Snowbirds soldier on where Hurricane Ian laid waste
"A lot of areas down here still don't have internet and electricity," he explains.
Rick is 64, is a Narragansett guy who winters in his mobile home in Englewood, Florida, north of Fort Myers.
Rick was in Rhode Island during the storm, but drove down five days later and has been there since. Englewood was near enough to ground zero to get some of the worst winds – gusts were 170 mph, he says.
"The devastation is unbelievable."
I decide to call Rick after seeing him quoted in the Wall Street Journal about what's happened to property values in the storm zone. He has friends interested in buying, feeling prices will come down as some decide to move.
But Rick, a snowbird with his wife for 18 years, is sticking.
He lives in an over-55 mobile home community called Holiday Estates. Half of its 450 homes were badly damaged. Some of them, he says, look like they were hit by bombs. Many are simply gone. His own double-wide survived with moderate damage but there's still debris throughout the area, with metal junk and insulation snagged in trees.
"My neighbor to the left was a total loss," Rick says. "No roof on the place. The walls are falling down."

------------------------------

◆ Task description: Reproduce the stretch of the Hurricane Ian article from "I decide to" through "snagged in trees.", word for word. The items have nothing to do with the Hurricane Ian article.

◆ Provided records:
------------------------------

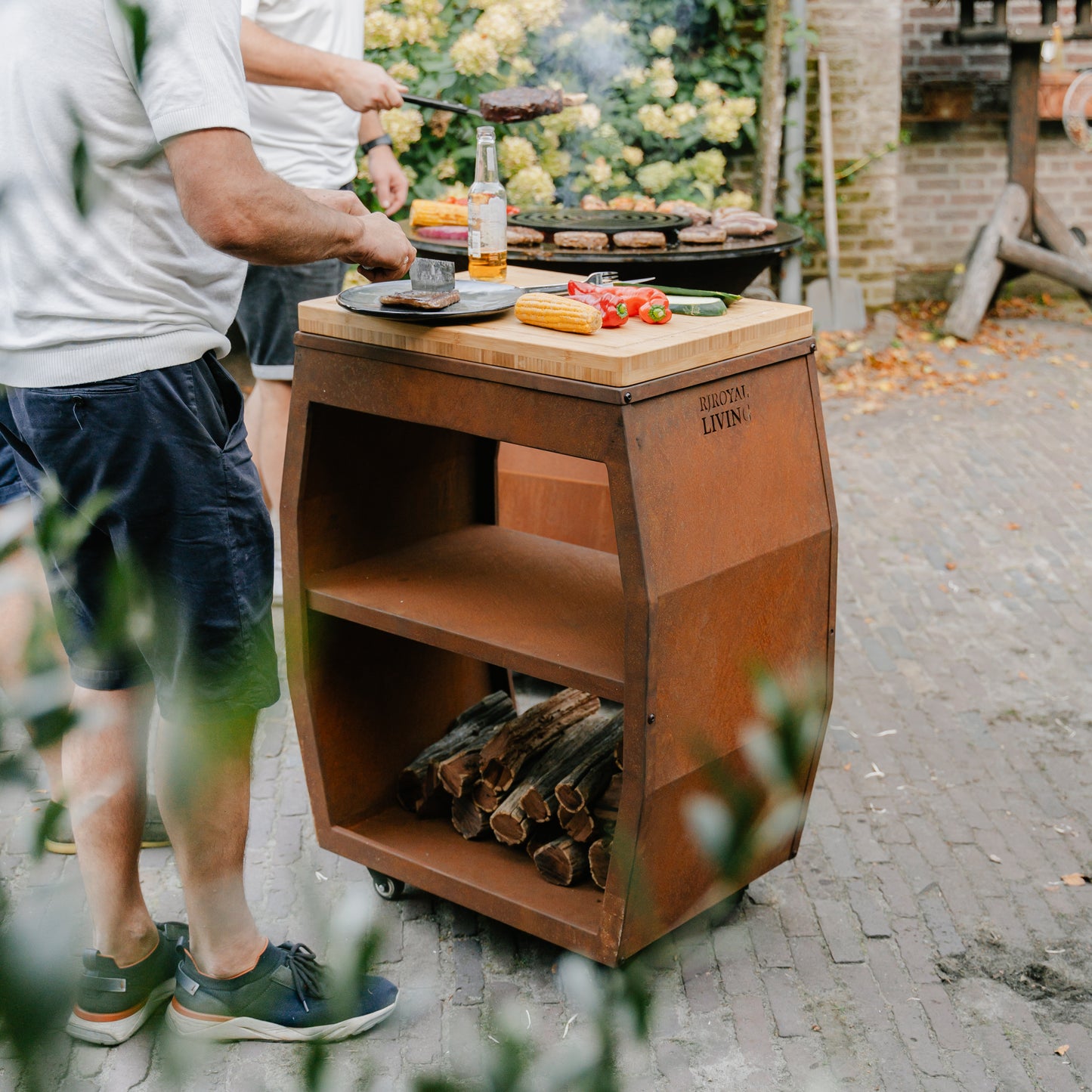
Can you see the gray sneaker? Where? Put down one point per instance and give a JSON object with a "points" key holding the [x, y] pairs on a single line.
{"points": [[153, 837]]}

------------------------------

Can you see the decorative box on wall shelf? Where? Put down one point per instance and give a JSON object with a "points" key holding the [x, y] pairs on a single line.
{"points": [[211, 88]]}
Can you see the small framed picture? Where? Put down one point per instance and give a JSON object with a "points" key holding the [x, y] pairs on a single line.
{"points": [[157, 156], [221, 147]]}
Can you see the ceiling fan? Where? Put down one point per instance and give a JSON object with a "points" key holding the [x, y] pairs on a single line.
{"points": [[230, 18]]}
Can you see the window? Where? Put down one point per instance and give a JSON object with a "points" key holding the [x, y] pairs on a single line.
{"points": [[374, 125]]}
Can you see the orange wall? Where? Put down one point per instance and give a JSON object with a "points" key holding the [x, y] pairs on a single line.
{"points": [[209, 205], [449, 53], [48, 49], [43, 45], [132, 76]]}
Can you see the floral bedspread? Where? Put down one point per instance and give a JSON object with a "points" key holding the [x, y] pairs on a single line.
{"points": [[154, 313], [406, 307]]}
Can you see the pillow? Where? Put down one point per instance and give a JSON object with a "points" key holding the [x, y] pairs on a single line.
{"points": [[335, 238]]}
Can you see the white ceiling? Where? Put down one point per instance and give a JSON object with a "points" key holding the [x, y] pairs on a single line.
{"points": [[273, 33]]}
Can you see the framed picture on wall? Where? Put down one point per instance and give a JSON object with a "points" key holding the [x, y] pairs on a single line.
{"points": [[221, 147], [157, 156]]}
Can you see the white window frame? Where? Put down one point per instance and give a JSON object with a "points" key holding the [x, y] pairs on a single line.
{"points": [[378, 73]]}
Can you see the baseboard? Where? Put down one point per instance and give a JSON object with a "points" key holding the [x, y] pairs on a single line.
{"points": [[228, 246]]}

------------------------------

◆ The output:
I decide to call Rick after seeing him quoted in the Wall Street Journal about what's happened to property values in the storm zone. He has friends interested in buying, feeling prices will come down as some decide to move.
But Rick, a snowbird with his wife for 18 years, is sticking.
He lives in an over-55 mobile home community called Holiday Estates. Half of its 450 homes were badly damaged. Some of them, he says, look like they were hit by bombs. Many are simply gone. His own double-wide survived with moderate damage but there's still debris throughout the area, with metal junk and insulation snagged in trees.